*WHAT YOU NEED TO DO*:
An exact transcription of all the data is required; the pictures are to be left out.

*AVAILABLE RECORDS*:

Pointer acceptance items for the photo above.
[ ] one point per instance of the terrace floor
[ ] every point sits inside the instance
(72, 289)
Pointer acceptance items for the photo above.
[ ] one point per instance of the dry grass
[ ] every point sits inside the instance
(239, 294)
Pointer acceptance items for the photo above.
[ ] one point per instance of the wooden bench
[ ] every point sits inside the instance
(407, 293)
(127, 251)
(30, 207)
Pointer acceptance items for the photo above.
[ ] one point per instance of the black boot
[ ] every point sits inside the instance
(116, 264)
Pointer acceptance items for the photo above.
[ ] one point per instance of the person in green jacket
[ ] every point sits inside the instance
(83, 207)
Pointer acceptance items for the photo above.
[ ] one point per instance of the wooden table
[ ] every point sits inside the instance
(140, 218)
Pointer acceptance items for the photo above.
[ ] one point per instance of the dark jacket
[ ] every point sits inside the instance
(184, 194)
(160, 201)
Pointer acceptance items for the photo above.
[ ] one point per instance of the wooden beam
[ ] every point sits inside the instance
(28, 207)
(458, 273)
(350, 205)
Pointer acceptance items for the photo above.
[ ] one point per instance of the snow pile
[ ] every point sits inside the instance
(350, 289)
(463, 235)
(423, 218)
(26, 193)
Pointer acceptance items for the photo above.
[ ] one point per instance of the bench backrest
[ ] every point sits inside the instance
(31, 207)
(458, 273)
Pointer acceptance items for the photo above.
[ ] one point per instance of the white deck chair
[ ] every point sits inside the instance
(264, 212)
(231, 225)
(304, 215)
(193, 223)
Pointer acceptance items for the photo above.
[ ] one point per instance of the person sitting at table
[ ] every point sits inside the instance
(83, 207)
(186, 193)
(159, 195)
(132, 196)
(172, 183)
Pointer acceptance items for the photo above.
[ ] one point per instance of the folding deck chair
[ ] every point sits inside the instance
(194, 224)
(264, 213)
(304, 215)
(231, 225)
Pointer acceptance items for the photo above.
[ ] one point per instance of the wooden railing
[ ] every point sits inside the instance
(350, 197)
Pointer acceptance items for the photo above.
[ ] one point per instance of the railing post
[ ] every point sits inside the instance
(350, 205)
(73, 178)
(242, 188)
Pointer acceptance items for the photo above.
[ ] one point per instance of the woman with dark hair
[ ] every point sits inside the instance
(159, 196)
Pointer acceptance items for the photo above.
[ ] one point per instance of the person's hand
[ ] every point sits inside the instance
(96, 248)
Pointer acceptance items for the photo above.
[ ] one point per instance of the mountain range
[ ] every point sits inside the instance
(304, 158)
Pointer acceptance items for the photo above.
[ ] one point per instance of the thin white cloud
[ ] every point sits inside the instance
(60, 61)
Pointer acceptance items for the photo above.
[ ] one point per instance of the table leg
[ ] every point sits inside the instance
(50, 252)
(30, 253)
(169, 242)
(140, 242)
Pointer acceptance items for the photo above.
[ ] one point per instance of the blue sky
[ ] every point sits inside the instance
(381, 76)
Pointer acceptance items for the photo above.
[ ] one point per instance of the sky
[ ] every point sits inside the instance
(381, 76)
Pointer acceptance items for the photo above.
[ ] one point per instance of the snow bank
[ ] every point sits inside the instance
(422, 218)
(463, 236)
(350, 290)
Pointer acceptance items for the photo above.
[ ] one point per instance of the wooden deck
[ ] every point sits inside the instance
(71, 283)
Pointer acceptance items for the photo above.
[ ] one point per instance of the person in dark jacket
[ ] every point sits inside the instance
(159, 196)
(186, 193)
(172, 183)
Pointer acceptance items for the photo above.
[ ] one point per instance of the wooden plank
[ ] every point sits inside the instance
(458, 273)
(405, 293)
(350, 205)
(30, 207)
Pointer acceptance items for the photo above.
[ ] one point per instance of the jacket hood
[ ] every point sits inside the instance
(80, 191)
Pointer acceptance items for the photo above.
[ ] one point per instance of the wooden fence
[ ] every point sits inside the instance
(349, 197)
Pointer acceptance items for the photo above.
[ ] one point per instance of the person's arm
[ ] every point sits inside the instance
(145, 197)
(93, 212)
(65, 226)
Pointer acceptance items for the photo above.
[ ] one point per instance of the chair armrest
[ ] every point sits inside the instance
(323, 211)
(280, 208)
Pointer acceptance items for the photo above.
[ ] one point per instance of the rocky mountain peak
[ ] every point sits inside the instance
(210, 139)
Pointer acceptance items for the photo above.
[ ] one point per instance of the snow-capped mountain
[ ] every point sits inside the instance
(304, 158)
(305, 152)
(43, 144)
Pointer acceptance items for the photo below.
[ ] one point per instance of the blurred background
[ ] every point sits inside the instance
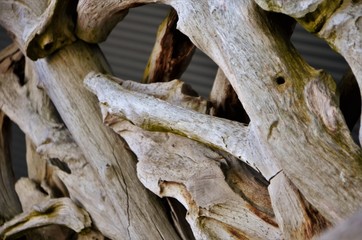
(129, 45)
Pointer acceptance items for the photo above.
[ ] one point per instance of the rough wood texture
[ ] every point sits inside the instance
(62, 75)
(9, 202)
(294, 102)
(171, 53)
(41, 27)
(304, 169)
(61, 211)
(173, 166)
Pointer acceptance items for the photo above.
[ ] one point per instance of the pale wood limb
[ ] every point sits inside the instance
(39, 27)
(171, 53)
(175, 92)
(289, 207)
(153, 114)
(61, 211)
(62, 75)
(261, 70)
(174, 166)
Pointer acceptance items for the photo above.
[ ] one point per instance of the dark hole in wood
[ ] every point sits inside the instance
(280, 80)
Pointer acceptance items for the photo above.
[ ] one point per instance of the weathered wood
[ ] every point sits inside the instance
(153, 114)
(295, 216)
(9, 202)
(173, 166)
(284, 105)
(118, 103)
(226, 101)
(171, 53)
(62, 75)
(39, 27)
(338, 22)
(349, 229)
(61, 211)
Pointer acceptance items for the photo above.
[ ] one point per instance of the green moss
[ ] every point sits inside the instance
(314, 21)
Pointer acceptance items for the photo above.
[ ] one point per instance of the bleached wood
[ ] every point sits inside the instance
(292, 212)
(173, 166)
(41, 27)
(338, 22)
(349, 229)
(176, 92)
(153, 114)
(275, 97)
(61, 75)
(60, 211)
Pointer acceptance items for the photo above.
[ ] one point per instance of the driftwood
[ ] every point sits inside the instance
(282, 165)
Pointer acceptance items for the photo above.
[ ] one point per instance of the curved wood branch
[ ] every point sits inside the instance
(153, 114)
(285, 126)
(62, 76)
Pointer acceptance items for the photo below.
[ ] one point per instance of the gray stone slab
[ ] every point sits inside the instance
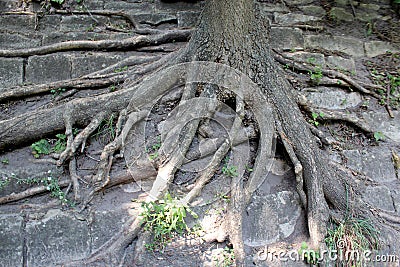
(55, 239)
(49, 23)
(133, 7)
(379, 197)
(341, 14)
(105, 225)
(18, 23)
(12, 240)
(282, 209)
(348, 45)
(11, 72)
(175, 6)
(341, 63)
(48, 68)
(367, 16)
(286, 38)
(56, 37)
(293, 18)
(329, 98)
(155, 18)
(379, 121)
(313, 10)
(90, 62)
(18, 41)
(81, 22)
(95, 4)
(187, 18)
(314, 58)
(275, 7)
(298, 2)
(376, 48)
(375, 162)
(8, 5)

*EXERCISE OUTPUT*:
Pointer acceptance items for the photo above.
[ ] one point per instance of the terrace floor
[ ] every point sits inside the instance
(72, 289)
Pointer acceptance items for the photo above.
[ ] one point per instance of the dry grass
[ ] every point sits inside the instance
(239, 294)
Pointer acceptance items for the photo above.
[ ] one point per instance of the wooden bench
[ ] every point sits inside the instance
(407, 293)
(127, 251)
(30, 207)
Pointer acceptance items for the photo above.
[ ] one point per instance of the black boot
[ ] every point sits inside the instance
(116, 264)
Pointer acceptance items for the photo above.
[ ] one point per instance of the person in green jacket
[ ] every point sits inside the instance
(83, 207)
Pointer acceptance items for the photo above.
[ ] one point per instance of the wooden table
[ ] every point sits inside the instance
(140, 218)
Pointer acceptance items for the photo above.
[ ] one point per instance of the dark jacket
[ ] every point sits inside the instance
(184, 194)
(160, 201)
Pointer acceptance items for the photo above.
[ ] one point per instance of the wooden beam
[ ] every point sits inside the instance
(28, 207)
(458, 273)
(350, 205)
Pointer acceptance items for the photo above.
[ ] one point per instance of the snow pile
[ ] every point sits inside the instance
(350, 289)
(463, 235)
(423, 218)
(26, 193)
Pointer acceptance items for the photo above.
[ ] one point per instance of the bench backrest
[ ] every point sits inside the instance
(31, 207)
(458, 273)
Pointer acceptance items for the photo above.
[ ] one point per instance of the white deck chair
[ ] every point sits inside the instance
(264, 212)
(231, 225)
(304, 215)
(193, 223)
Pointer acceptance items for the photo above.
[ ] one point per instance of the person sitting at table
[ ] every point sits inside the instance
(83, 207)
(186, 193)
(159, 195)
(132, 196)
(172, 183)
Pointer acceptance items for the photo above.
[ ] one point per instance of the folding deck chair
[ ] every point sits inside the instance
(194, 224)
(264, 213)
(304, 215)
(231, 225)
Pointer acceptance items for the photo above.
[ ] one point per instance of the wooden railing
[ ] every point sits inside the instance
(350, 197)
Pointer acceptance items for the photo above.
[ ] one point per instance of the railing post
[ ] every point sits inside the instance
(350, 205)
(73, 178)
(242, 188)
Pointer acceptance items for the photo above.
[ ] one point per instance of the woman with dark hair
[ ] every point sits inside the instance
(159, 196)
Pointer acceptance items for the photo above.
[ ] one point per instance of the person's hand
[ ] every point sits inside the instance
(96, 248)
Pointer acceptance items for the photo above.
[ ] one point per instance of the mountain range
[ ] every point sits inside the instance
(304, 158)
Pointer acceptance items for the photo above.
[ ] one point per instance of the thin white cloud
[ ] every point sits inside the instance
(60, 61)
Pointer acceptance items for the photo above.
[ ] one point per instance of the table leg
[ ] every point sits inside the instance
(50, 252)
(30, 253)
(169, 242)
(140, 242)
Pointer acceptance items for the photo above.
[ ] one point per instance of the blue sky
[ ] every point sits inside the instance
(381, 76)
Pointer acceptance items for the photo above.
[ ] one point per instance of the sky
[ ] every point sits inside the instance
(381, 76)
Pointer acceptance items for the photo above.
[ ] one point per instance of the snow bank
[ ] every point sits inside the instance
(422, 218)
(463, 236)
(350, 290)
Pointer acceptance items for the photo above.
[ ] one point per instance of the wooden deck
[ ] every point sits inside the instance
(71, 283)
Pointer acceptance items for the photo above.
[ ] one point per instance of the person in dark jacket
[ ] every point sits inside the instance
(159, 196)
(186, 193)
(172, 183)
Pointer acceptance items for the photo above.
[ ] one point per instance of the wooden plank
[ ] every point sits inside the instance
(458, 273)
(405, 293)
(350, 205)
(30, 207)
Pointer acceptance items for the photo above.
[ ] one point per instance of the jacket hood
[ ] every point sits inside the instance
(80, 191)
Pointer acceptance items for the photo above.
[ ] one point per instance of the wooden fence
[ ] every point sits inside the instance
(349, 197)
Pointer acceptance items for the photo above.
[ ] one point per instance of the person's arm
[ ] every point sits inside the instance
(145, 197)
(93, 212)
(65, 226)
Pointer acceptance items for the photo above.
[ ] one point per instance of the chair armrest
[ ] every point sits inside the instance
(323, 211)
(280, 208)
Pointer acceptance items for the photo above.
[ ] one point per instance of the rocky mountain peak
[ ] every point sits inside the instance
(210, 139)
Pointer acceptance items for the photo above.
[ ] one point per instance of the snow-capped mountain
[ ] every point sits inside the instance
(304, 158)
(305, 152)
(43, 144)
Pointer acceptance items for the photo below.
[ ] one point per instance of the blurred background
[ ] every point sits inside the instance
(129, 45)
Pointer acceptance items for the photo above.
[ ] one point per instance of the rough wood texture
[ ] every point sits inside the instance
(62, 75)
(9, 202)
(294, 102)
(171, 53)
(41, 27)
(304, 169)
(61, 211)
(173, 166)
Pointer acceptance items for the photo above.
[ ] one point per instance of the pale wood limb
[ ] every point sits inside the instance
(39, 27)
(171, 53)
(175, 92)
(289, 207)
(153, 114)
(61, 211)
(62, 75)
(261, 70)
(174, 166)
Pointer acceptance items for the photo above.
[ ] one point per instance of the dark hole in wood
[ ] every point sits inside the instance
(280, 80)
Pointer acceptance items for the photo above.
[ ] one point per instance of the weathered wood
[ ] every point sits inside the instance
(153, 114)
(295, 216)
(9, 202)
(173, 166)
(284, 105)
(118, 103)
(226, 101)
(171, 53)
(62, 75)
(39, 27)
(338, 22)
(349, 229)
(61, 211)
Pointer acceptance items for the photo above.
[ ] one point per instance of the green moss
[ ] every point sits inside the instance
(314, 21)
Pointer acceptance items for the photo above.
[ ] one point per instance of the bleached wood
[ ] every point sits inside the instance
(292, 212)
(173, 166)
(41, 27)
(338, 22)
(349, 229)
(176, 92)
(153, 114)
(275, 97)
(61, 75)
(60, 211)
Pointer acceptance items for the photo above.
[ ] one point per instance of the driftwood
[ ] every point sits inside the instance
(282, 165)
Pointer acceptance items for the photo above.
[ ] one point per instance of the curved wood branch
[ ] every point sits inside the instance
(153, 114)
(285, 126)
(62, 76)
Pointer acceptance items for the photo below.
[ ] one point per instance of the gray stone slab
[ ] every point sits inside the instance
(55, 239)
(49, 23)
(133, 7)
(379, 197)
(341, 14)
(105, 225)
(18, 23)
(12, 240)
(282, 209)
(348, 45)
(11, 72)
(175, 6)
(341, 63)
(48, 68)
(367, 16)
(286, 38)
(56, 37)
(293, 18)
(329, 98)
(155, 18)
(379, 121)
(313, 10)
(90, 62)
(18, 41)
(81, 22)
(95, 4)
(187, 18)
(314, 58)
(275, 7)
(298, 2)
(376, 48)
(375, 162)
(8, 5)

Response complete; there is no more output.